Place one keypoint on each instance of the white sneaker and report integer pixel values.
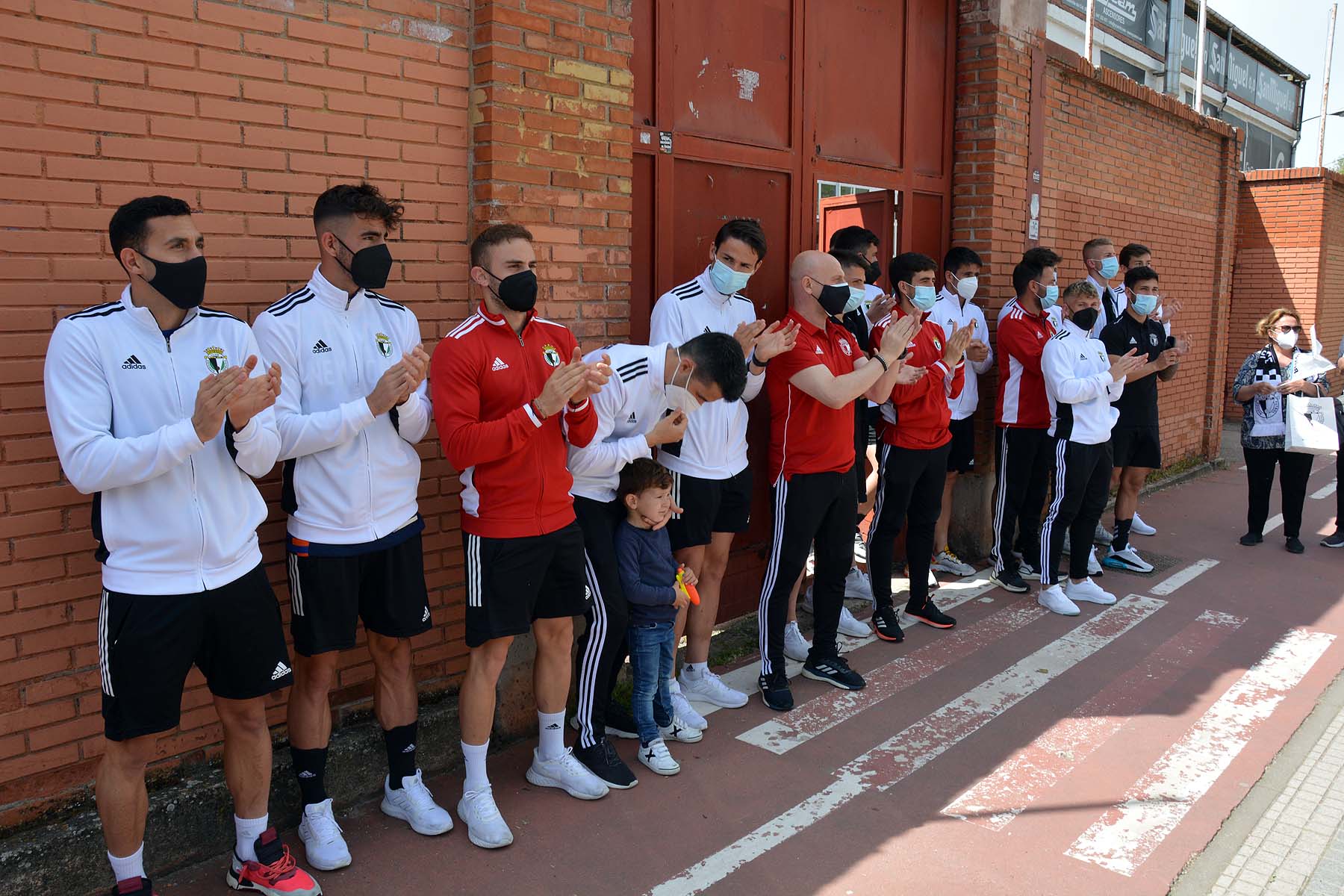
(794, 645)
(1088, 591)
(682, 707)
(1139, 527)
(656, 756)
(484, 824)
(856, 586)
(323, 844)
(680, 731)
(949, 561)
(1054, 600)
(1127, 559)
(1102, 535)
(566, 773)
(710, 688)
(853, 628)
(414, 805)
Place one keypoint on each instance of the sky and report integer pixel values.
(1296, 30)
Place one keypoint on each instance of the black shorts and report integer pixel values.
(707, 507)
(514, 582)
(1137, 447)
(147, 645)
(329, 595)
(961, 458)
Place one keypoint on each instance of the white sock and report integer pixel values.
(550, 742)
(475, 758)
(131, 867)
(246, 830)
(694, 671)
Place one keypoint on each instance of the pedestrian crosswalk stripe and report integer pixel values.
(998, 798)
(1128, 833)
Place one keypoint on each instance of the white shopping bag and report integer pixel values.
(1310, 426)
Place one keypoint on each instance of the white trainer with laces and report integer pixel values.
(682, 707)
(414, 805)
(794, 645)
(856, 586)
(322, 836)
(949, 561)
(484, 824)
(710, 688)
(853, 628)
(1055, 601)
(1088, 591)
(567, 774)
(656, 756)
(680, 731)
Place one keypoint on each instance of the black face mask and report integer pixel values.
(517, 290)
(369, 267)
(833, 299)
(183, 284)
(1085, 317)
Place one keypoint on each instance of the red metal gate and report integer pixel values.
(741, 109)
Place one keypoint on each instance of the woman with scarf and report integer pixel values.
(1265, 381)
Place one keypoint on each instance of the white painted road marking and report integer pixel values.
(784, 732)
(910, 750)
(996, 800)
(1127, 835)
(1183, 576)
---------------
## Stated goal
Rewrite all the lines above with "keypoint" changed to "marker" everywhere and nothing else altered. Leave out the pictures.

## Output for this task
Place one marker on each instance of the white sneaker and report integer pixel values.
(794, 645)
(1088, 591)
(682, 707)
(1139, 527)
(656, 756)
(484, 824)
(856, 586)
(323, 844)
(680, 731)
(949, 561)
(1054, 600)
(1127, 559)
(1102, 535)
(566, 773)
(710, 688)
(853, 628)
(414, 805)
Place one marker on each instance of the sky and report integer pixel values.
(1296, 30)
Place one marker on each instance of the black shorts and report integer pixel values.
(707, 507)
(514, 582)
(1137, 447)
(147, 645)
(329, 595)
(961, 458)
Place one marker on each instance of the white sock and report integer pixel values.
(550, 742)
(475, 758)
(131, 867)
(246, 830)
(694, 671)
Place one marker on each instance of the pedestrian crosswalk stripe and report integer pixel values.
(998, 798)
(1128, 833)
Place one marker on each instance of the white shopping bag and report integer pixel values.
(1310, 426)
Place one marker on each instance of the white trainer with laces and report integer pixel values.
(682, 707)
(414, 805)
(794, 645)
(856, 586)
(322, 836)
(949, 561)
(484, 824)
(710, 688)
(853, 628)
(1055, 601)
(1088, 591)
(567, 774)
(656, 756)
(680, 731)
Place one marker on each instance of the black face mask and report integer pixel values.
(517, 290)
(369, 267)
(833, 299)
(183, 284)
(1085, 317)
Place one marker on each instance of the red metal gate and report integer pixel values.
(741, 109)
Place one marker on each instance of the woman with scarf and report integer pixel values.
(1265, 381)
Place one marker on each instance of the white painted road marking and report integer pixel values.
(784, 732)
(910, 750)
(996, 800)
(1127, 835)
(1183, 576)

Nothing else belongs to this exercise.